### WHAT IS NEEDED
Take the line with "A point falls on each instance of the distant" and every line after it in the data. Transcribe them exactly, through the last.

BEGIN RECORDED INFORMATION

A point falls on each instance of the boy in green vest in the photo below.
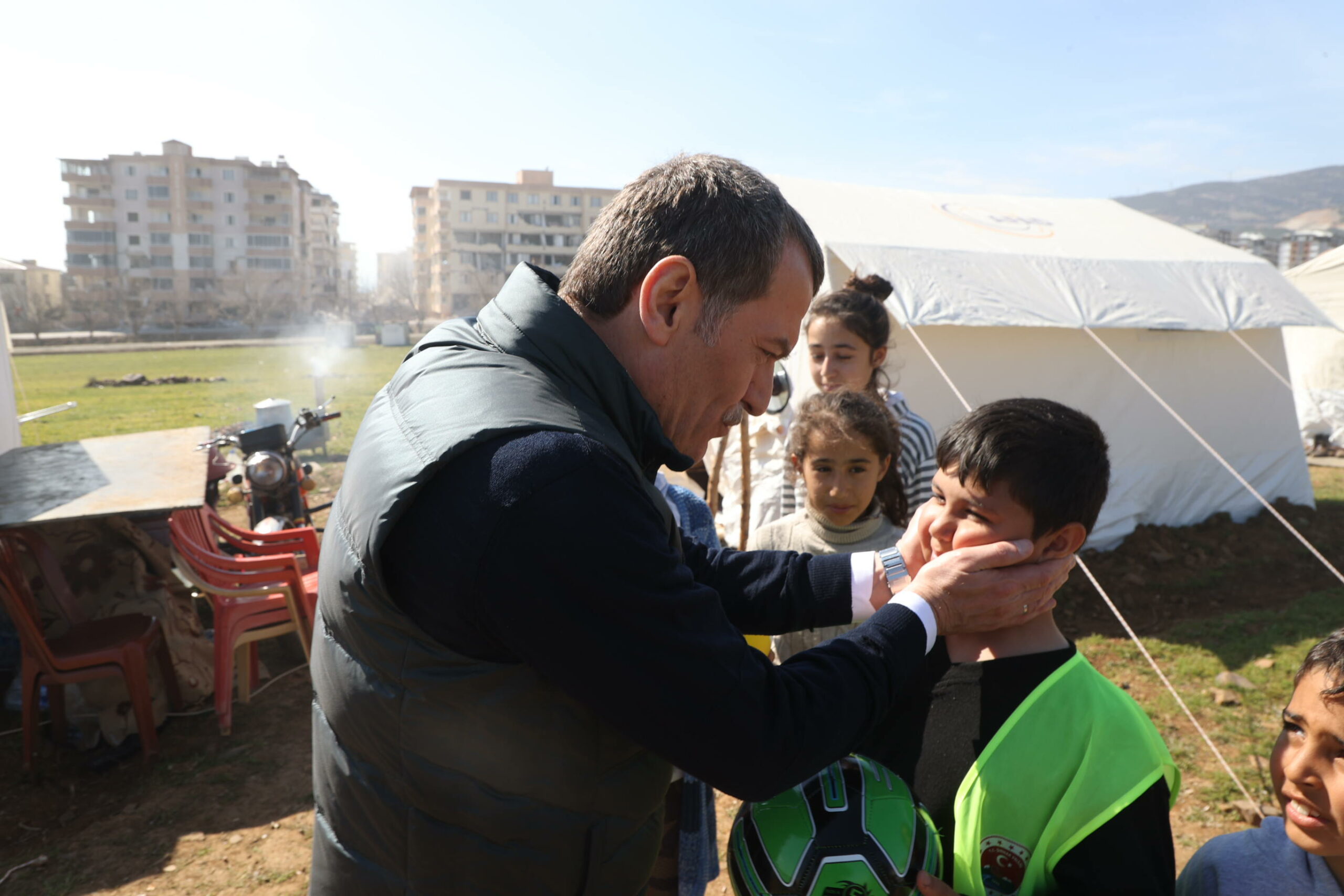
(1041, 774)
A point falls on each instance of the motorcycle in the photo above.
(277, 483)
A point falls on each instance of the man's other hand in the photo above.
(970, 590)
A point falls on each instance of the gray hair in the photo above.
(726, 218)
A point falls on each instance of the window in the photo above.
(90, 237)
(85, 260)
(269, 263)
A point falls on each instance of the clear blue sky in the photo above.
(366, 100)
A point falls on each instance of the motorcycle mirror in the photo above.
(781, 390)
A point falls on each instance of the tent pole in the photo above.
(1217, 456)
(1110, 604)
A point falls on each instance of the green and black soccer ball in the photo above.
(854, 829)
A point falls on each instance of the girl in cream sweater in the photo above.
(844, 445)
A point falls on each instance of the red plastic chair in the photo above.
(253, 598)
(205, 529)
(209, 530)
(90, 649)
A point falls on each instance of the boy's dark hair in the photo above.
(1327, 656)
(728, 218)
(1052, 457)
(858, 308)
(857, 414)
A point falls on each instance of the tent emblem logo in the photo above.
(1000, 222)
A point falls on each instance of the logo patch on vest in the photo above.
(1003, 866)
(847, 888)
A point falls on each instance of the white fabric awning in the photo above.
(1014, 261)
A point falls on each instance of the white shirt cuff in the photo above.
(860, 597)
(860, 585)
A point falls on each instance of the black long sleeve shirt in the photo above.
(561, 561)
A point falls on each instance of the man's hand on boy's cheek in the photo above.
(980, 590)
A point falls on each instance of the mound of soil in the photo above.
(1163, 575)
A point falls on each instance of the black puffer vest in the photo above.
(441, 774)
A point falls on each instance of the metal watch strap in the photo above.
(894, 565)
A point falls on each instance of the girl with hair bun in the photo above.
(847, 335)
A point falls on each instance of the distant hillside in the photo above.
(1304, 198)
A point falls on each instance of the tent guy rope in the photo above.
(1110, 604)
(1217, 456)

END RECORDED INFORMATION

### REPLY
A point falls on each instance of the distant hillside in the photo above.
(1304, 198)
A point falls on each instance of the tent guy rope in the photo above.
(1110, 604)
(1217, 456)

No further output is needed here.